— Extracted data entries —
::::::::::

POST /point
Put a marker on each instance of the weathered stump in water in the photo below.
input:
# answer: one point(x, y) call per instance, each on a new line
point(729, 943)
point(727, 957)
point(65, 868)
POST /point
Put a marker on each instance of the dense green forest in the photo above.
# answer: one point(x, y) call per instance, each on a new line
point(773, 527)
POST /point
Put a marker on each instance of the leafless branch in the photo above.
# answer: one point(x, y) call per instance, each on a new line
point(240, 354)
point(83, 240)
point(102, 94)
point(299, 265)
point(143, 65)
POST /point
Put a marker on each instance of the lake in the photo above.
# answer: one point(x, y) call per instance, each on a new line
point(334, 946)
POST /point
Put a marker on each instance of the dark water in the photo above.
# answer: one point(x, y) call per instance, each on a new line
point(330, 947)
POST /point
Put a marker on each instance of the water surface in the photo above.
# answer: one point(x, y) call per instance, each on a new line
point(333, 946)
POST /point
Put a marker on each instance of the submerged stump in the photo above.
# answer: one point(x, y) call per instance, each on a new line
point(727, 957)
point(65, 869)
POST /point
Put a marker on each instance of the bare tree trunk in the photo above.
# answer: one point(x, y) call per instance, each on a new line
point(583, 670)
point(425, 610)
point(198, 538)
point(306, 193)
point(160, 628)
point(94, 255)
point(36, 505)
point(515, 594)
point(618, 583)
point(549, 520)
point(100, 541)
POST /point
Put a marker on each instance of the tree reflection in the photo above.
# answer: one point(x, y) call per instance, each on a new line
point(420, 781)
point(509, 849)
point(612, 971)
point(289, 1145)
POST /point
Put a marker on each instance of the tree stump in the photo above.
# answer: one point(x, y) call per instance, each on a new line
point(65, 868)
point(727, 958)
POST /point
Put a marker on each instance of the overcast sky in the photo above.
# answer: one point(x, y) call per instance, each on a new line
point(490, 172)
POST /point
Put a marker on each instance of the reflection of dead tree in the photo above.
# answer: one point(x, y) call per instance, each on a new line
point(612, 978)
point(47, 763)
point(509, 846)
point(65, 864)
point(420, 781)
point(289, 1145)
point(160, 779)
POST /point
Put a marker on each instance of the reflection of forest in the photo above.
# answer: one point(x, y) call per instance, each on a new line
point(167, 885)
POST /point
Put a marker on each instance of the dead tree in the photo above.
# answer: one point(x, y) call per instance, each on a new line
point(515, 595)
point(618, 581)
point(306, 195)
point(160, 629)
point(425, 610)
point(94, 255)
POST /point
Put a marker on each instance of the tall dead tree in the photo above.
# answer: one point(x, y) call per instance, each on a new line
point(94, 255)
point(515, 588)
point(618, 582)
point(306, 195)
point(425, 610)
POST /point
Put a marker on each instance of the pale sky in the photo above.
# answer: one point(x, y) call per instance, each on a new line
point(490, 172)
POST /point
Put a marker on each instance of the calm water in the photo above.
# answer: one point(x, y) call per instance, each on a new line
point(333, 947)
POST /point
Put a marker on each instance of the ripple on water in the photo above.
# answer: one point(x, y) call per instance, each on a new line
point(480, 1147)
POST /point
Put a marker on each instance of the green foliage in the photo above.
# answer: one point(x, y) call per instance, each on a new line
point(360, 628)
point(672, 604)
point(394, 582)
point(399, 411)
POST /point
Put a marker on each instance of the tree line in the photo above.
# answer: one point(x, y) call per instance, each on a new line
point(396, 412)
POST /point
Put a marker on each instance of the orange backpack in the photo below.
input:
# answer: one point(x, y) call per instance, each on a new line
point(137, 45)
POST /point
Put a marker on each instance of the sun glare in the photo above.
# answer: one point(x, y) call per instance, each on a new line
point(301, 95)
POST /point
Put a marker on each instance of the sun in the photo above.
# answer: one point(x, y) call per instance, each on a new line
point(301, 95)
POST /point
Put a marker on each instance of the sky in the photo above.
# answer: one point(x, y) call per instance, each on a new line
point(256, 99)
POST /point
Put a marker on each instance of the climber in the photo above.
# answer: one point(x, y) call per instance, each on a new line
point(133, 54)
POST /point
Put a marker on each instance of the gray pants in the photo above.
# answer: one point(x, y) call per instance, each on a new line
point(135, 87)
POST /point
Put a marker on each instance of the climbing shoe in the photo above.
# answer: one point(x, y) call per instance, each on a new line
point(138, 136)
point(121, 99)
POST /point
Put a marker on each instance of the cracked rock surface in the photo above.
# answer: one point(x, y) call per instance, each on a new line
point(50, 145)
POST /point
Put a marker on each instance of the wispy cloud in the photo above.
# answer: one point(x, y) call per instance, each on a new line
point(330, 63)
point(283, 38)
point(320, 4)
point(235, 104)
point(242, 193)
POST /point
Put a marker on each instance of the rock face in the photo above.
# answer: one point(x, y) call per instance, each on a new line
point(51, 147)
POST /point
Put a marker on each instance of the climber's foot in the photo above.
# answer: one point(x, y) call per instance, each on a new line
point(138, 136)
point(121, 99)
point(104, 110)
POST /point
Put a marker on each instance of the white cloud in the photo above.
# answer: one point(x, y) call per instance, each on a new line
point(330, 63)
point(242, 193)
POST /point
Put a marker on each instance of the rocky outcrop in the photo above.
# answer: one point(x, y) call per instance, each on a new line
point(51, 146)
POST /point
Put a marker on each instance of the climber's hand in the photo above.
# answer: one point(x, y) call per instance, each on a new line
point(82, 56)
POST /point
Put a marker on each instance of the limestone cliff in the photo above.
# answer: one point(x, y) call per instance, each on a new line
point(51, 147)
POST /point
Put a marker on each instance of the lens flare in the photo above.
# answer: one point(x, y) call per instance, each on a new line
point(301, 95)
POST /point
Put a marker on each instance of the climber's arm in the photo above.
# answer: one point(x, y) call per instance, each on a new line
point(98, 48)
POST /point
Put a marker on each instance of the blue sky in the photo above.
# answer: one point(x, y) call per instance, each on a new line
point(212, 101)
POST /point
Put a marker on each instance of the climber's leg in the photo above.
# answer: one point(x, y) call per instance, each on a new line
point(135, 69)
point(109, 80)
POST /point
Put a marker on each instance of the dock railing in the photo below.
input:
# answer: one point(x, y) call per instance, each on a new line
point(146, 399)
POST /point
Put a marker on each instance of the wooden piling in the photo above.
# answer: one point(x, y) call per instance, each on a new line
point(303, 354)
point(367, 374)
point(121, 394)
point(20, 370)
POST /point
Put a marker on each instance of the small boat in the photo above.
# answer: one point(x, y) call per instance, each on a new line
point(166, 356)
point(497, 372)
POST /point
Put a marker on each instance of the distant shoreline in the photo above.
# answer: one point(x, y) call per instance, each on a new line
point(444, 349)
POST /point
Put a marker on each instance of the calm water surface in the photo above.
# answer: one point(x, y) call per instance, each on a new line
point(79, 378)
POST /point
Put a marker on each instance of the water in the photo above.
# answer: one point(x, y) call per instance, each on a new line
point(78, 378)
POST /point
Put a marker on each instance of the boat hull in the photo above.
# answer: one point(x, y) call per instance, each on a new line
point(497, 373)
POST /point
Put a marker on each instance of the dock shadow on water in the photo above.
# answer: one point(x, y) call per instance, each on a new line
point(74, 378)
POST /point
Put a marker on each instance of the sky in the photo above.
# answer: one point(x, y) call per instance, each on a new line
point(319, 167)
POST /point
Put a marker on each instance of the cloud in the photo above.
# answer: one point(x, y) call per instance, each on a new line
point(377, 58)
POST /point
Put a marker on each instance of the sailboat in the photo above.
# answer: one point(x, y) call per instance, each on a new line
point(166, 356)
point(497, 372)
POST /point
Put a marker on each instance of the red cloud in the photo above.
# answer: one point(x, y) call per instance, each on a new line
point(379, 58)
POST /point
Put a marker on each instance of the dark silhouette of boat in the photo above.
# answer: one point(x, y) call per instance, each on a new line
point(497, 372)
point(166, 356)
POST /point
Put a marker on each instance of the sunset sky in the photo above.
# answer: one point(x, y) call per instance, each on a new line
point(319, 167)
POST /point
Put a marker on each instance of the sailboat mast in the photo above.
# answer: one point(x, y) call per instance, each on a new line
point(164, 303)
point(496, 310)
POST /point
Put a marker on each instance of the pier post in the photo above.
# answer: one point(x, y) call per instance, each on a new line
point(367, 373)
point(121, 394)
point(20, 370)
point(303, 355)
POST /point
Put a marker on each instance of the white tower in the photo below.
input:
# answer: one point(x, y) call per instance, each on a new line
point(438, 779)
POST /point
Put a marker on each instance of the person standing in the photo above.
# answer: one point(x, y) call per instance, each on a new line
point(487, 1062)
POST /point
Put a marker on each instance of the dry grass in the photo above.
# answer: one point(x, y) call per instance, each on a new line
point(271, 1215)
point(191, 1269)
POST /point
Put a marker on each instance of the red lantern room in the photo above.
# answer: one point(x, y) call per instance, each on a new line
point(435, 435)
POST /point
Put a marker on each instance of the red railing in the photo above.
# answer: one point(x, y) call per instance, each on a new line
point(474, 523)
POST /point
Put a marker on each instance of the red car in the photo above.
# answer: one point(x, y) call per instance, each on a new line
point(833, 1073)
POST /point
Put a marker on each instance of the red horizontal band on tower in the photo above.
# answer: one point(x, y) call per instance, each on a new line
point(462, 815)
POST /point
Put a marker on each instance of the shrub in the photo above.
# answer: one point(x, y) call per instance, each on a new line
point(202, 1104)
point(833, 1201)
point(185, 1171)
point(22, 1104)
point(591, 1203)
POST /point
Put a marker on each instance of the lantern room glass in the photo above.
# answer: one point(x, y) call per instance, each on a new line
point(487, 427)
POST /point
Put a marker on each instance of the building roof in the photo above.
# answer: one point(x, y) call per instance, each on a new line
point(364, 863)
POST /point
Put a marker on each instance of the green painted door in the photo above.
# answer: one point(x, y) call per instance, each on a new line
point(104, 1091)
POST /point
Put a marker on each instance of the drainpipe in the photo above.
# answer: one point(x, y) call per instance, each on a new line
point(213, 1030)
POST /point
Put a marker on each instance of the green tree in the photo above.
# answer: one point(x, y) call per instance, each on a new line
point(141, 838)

::::::::::

Change "marker" to "pin" in the stretch of items from the start through the line containing "point(143, 65)", and write that stretch out again with nothing else altered.

POST /point
Put a pin on each instance of the weathered stump in water in the photo below.
input:
# answer: one point(x, y) call per instance, each on a new line
point(729, 943)
point(727, 957)
point(65, 868)
POST /point
Put a pin on each instance of the dense green forest in the photo above.
# answer: one point(x, y) call per instance, each on a new line
point(773, 527)
POST /point
Put a pin on each instance of the leafless branch in the photo above.
# answer: one point(x, y) call per instance, each on a new line
point(240, 354)
point(83, 240)
point(102, 94)
point(299, 265)
point(143, 65)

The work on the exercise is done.